> **Texte fourni**:

- - - - - - -

Vous m'avez également interrogée sur notre trajectoire financière. En 2014, un effet de ciseaux entre les charges et les recettes avait été identifié dans le rapport de la Cour des comptes, le déficit prévisionnel étant évalué en 2015 à une vingtaine de millions d'euros. La trajectoire du COM 2015-2019 a été bâtie pour permettre un retour à l'équilibre de l'entreprise, qui s'appuie sur une stratégie d'économies au sein de l'entreprise et de stabilité de la ressource publique, l'évolution de fin de période permettant d'absorber la hausse des coûts du chantier de réhabilitation au sein de notre budget de fonctionnement. Cette trajectoire a été plus que respectée par Radio France : chaque année, le déficit exécuté a été inférieur à celui prévu dans le COM. Nous nous sommes donc pleinement engagés dans le redressement de la situation financière.

Radio France a réalisé des économies importantes sur l'ensemble de ses charges : réduction de ses charges externes, grâce à une politique d'achats extrêmement vigilante et une remise en concurrence de l'ensemble des champs de dépense de l'entreprise, mais également maîtrise de la masse salariale. En effet, comme dans tous secteurs, notre masse salariale est soumise à une dynamique propre, liée au glissement et à l'ancienneté des différents collaborateurs. Cette maîtrise est passée par des départs non remplacés. La trajectoire de non-remplacement des départs a été respectée : un départ sur deux devait ne pas être remplacé pendant deux années, puis un départ sur trois. Le rythme de réalisation de ces non-remplacements a été plus long que prévu mais, au terme des trois dernières années – 2016, 2017, 2018 –, l'objectif aura été atteint en termes de réduction des contrats à durée indéterminée, sans évolution de périmètre, donc grâce à des gains de productivité et des réorganisations, qui ont conduit à une amélioration du fonctionnement de l'entreprise.

La création de l'offre numérique et télévisée de Franceinfo a en partie incombé à Radio France : plusieurs émissions de radio, représentant quatre heures de programmes par jour, sont doublement diffusés, en radio et en télévision. La création de ces images, là où auparavant nous ne faisions que du son, a impliqué des recrutements qui ont évidemment pesé sur la masse salariale, mais ne se sont pas traduits par un dérapage du déficit. Cela signifie que des redéploiements importants ont été opérés pendant toute la période.

Vous m'avez également interrogée sur la maîtrise du recours aux CDD. Ces contrats sont consubstantiels au secteur de la radio, qui fonctionne sept jours sur sept. Nous ne pouvons pas nous permettre de ne pas remplacer les personnels qui passent à l'antenne. Les importantes réorganisations que nous avons opérées nous ont permis de maîtriser ces remplacements lors des congés, mais ce n'est pas suffisant. Nous devons continuer dans cette voie, afin que notre organisation nous permette de mieux maîtriser dans la durée le recours à ces contrats.

- - - - - - -

> **Consigne 1**:
Recopiez à l'identique les lignes des enregistrements, de celle qui contient « Locate the bottle » jusqu'à la fin des enregistrements, ces deux bornes comprises.

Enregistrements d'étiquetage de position
- - - - - - -

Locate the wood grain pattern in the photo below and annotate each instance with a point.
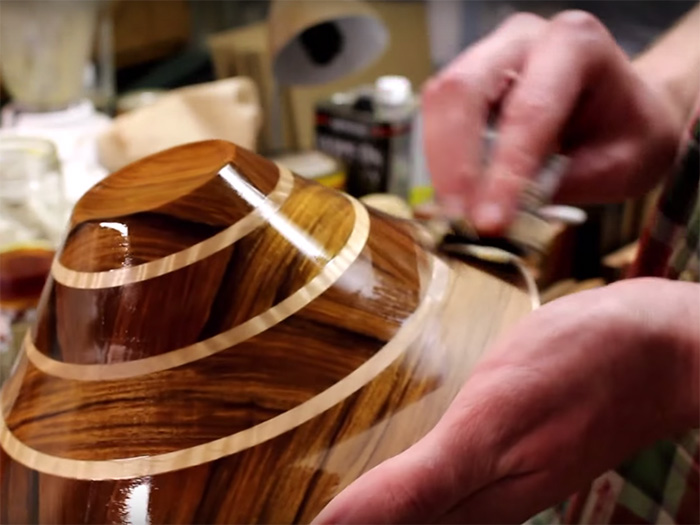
(247, 385)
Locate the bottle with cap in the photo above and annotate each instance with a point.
(369, 129)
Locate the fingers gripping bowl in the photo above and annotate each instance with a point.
(222, 341)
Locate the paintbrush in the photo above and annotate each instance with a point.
(528, 235)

- - - - - - -

> **Consigne 2**:
Répondez brièvement à ces questions sur le texte consacré aux finances de Radio France.
(a) À combien le déficit prévisionnel de 2015 était-il évalué ?
(b) Combien d'heures de programmes par jour sont diffusées à la fois en radio et en télévision ?
(c) Combien de jours par semaine le secteur de la radio fonctionne-t-il ?

> **Réponse 1**:
Locate the bottle with cap in the photo above and annotate each instance with a point.
(369, 129)
Locate the fingers gripping bowl in the photo above and annotate each instance with a point.
(222, 341)
Locate the paintbrush in the photo above and annotate each instance with a point.
(528, 235)

> **Réponse 2**:
(a) À une vingtaine de millions d'euros.
(b) Quatre heures.
(c) Sept jours sur sept.